#### Data for the task:
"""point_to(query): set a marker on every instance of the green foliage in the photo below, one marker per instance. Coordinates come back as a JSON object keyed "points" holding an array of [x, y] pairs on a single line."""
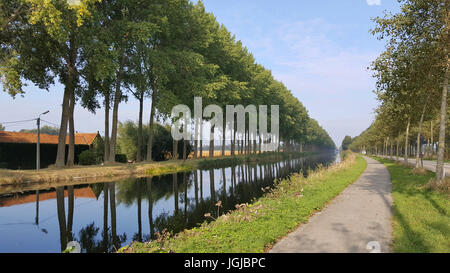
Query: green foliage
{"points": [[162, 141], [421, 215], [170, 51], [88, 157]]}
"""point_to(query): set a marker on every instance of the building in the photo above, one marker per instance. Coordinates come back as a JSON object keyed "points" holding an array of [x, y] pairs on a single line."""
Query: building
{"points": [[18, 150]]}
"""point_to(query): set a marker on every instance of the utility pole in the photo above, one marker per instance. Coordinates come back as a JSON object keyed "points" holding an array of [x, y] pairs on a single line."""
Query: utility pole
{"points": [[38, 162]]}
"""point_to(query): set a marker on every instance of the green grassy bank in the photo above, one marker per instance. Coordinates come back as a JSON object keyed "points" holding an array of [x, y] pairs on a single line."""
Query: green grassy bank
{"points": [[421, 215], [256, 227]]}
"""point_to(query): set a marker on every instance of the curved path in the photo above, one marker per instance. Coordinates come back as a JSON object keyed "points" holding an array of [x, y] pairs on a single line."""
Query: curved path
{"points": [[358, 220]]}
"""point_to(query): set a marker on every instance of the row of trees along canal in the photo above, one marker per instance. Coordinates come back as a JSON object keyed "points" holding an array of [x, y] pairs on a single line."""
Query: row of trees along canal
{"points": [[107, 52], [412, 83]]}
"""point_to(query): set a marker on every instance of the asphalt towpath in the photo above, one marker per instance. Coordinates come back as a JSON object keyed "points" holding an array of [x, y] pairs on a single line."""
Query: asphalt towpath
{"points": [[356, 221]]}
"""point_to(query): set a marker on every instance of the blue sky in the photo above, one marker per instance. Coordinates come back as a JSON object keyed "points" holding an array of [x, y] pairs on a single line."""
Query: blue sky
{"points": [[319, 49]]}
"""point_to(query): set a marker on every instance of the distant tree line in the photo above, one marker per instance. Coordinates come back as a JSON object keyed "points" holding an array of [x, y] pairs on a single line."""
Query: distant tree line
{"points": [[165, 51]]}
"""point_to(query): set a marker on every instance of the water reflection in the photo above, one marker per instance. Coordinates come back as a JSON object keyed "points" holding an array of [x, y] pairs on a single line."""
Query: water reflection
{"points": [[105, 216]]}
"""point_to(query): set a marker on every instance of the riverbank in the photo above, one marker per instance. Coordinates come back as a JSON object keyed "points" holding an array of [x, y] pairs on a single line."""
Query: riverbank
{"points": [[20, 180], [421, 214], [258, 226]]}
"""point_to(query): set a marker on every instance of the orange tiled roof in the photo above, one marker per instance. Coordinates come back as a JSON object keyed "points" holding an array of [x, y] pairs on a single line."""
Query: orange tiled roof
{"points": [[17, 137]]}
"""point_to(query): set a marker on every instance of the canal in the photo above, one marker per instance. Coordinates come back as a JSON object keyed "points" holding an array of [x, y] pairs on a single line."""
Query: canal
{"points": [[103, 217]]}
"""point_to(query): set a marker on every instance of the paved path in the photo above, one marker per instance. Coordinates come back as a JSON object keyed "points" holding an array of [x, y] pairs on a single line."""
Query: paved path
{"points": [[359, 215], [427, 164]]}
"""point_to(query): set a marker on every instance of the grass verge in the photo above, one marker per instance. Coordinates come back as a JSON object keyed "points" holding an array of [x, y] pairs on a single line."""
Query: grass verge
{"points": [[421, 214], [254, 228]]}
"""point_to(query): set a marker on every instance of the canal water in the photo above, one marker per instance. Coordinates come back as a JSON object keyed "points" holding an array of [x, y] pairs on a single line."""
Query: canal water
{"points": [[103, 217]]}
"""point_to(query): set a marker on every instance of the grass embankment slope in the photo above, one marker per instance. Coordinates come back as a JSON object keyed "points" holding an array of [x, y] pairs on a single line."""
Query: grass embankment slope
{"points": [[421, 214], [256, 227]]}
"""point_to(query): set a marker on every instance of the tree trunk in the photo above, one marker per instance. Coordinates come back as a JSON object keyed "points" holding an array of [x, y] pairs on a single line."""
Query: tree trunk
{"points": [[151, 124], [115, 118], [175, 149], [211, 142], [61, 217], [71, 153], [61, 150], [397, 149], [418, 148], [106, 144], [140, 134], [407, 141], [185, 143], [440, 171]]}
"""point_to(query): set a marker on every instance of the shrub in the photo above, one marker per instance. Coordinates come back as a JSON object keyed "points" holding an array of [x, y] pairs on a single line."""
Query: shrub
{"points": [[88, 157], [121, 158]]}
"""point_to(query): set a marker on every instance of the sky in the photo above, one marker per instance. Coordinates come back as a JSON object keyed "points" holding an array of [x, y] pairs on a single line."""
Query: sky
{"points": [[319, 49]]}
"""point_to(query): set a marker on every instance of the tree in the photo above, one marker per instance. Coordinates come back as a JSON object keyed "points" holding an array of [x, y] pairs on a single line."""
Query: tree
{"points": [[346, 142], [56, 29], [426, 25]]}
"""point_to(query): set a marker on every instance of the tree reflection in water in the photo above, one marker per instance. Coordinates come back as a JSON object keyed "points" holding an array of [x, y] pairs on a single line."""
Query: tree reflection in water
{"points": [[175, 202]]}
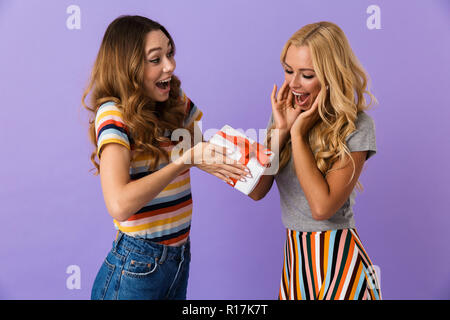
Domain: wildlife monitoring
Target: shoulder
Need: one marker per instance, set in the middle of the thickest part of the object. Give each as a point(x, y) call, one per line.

...

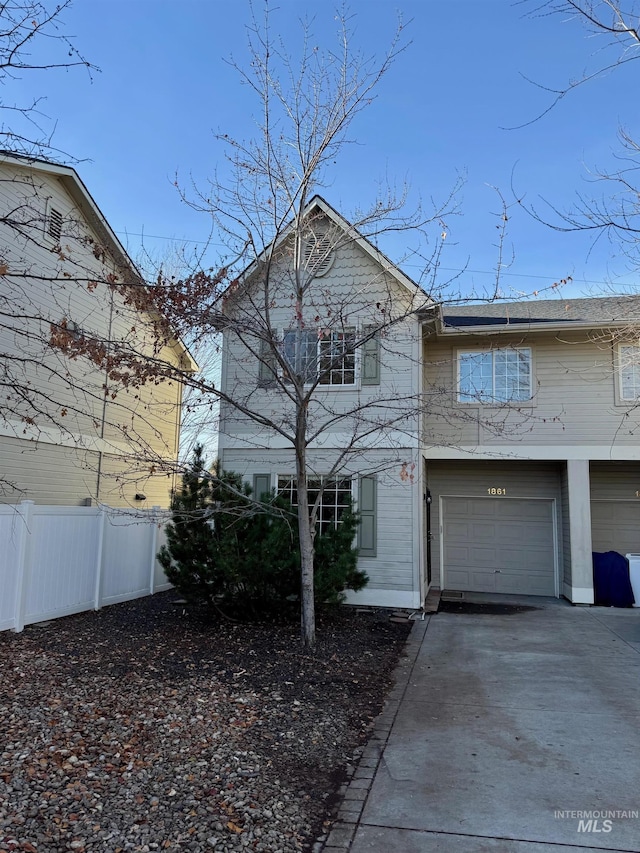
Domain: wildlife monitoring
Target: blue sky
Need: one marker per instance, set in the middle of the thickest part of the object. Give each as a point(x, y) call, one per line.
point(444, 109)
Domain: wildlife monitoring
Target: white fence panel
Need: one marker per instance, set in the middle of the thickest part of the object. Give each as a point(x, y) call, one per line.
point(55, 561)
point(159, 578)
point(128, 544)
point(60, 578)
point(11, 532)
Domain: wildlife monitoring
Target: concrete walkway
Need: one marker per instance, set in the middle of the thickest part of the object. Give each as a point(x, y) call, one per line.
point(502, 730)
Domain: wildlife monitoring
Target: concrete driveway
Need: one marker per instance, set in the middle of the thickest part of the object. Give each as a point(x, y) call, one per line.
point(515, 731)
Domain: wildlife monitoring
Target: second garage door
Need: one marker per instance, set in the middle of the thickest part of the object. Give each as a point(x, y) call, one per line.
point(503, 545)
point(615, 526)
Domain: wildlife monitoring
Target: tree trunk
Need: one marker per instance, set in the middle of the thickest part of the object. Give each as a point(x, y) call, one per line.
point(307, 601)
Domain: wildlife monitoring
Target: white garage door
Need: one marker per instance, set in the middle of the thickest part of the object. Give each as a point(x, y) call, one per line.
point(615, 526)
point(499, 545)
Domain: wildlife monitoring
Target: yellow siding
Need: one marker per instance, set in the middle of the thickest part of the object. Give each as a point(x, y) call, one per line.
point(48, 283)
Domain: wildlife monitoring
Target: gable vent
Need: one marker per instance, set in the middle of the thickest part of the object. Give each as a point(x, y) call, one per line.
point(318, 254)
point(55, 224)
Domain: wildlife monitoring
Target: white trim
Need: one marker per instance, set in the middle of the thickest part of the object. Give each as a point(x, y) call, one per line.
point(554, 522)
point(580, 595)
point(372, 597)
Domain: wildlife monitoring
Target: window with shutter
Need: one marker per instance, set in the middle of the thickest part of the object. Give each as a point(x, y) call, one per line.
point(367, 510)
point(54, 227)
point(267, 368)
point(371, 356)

==

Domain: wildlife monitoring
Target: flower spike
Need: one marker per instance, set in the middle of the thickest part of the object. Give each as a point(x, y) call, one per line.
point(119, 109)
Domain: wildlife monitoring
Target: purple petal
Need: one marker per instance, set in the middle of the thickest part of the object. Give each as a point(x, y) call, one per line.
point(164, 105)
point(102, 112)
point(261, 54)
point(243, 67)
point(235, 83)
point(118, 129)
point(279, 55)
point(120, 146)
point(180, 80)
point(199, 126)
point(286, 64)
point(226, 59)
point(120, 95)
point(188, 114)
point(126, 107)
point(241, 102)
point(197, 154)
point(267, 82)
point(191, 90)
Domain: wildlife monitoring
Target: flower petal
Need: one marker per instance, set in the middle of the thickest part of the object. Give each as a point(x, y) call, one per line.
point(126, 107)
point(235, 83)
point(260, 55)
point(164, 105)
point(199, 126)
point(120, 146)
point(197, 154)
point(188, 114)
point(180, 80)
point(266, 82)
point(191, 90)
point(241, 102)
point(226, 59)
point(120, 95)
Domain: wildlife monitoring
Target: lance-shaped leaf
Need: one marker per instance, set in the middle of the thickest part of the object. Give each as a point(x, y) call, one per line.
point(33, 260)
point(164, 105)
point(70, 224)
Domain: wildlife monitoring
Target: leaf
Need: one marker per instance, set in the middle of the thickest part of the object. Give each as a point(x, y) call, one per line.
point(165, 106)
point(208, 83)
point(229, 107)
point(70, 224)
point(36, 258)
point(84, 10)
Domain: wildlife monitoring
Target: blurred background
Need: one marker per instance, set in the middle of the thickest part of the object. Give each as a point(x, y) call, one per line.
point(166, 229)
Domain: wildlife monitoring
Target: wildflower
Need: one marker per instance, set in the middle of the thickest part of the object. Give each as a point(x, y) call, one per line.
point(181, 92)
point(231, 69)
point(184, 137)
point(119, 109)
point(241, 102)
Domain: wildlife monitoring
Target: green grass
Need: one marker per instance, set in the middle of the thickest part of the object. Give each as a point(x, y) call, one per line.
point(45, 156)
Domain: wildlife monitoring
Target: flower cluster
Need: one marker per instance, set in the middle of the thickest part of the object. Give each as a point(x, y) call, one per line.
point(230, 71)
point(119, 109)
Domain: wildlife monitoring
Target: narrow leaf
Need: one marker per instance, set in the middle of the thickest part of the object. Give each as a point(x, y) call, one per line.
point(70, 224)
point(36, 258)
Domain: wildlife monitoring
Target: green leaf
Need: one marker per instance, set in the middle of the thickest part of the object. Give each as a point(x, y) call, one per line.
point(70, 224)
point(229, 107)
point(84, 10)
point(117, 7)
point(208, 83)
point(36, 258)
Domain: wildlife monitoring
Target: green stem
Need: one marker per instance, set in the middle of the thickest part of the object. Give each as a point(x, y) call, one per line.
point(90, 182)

#### Aim:
Starting with the line containing "the grass verge" and going on through the line containing "Query: grass verge", write those lines again with "grass verge" replaced by "roadside grass strip" and everything else left unchanged.

#### Solved problem:
"""point_to(query): set a marker on every instance of the roadside grass strip in the photo above, one marker per instance. Coordinates come back as a JSON object keyed "points" holding an array of [x, y] pairs on a single line."""
Query: roadside grass strip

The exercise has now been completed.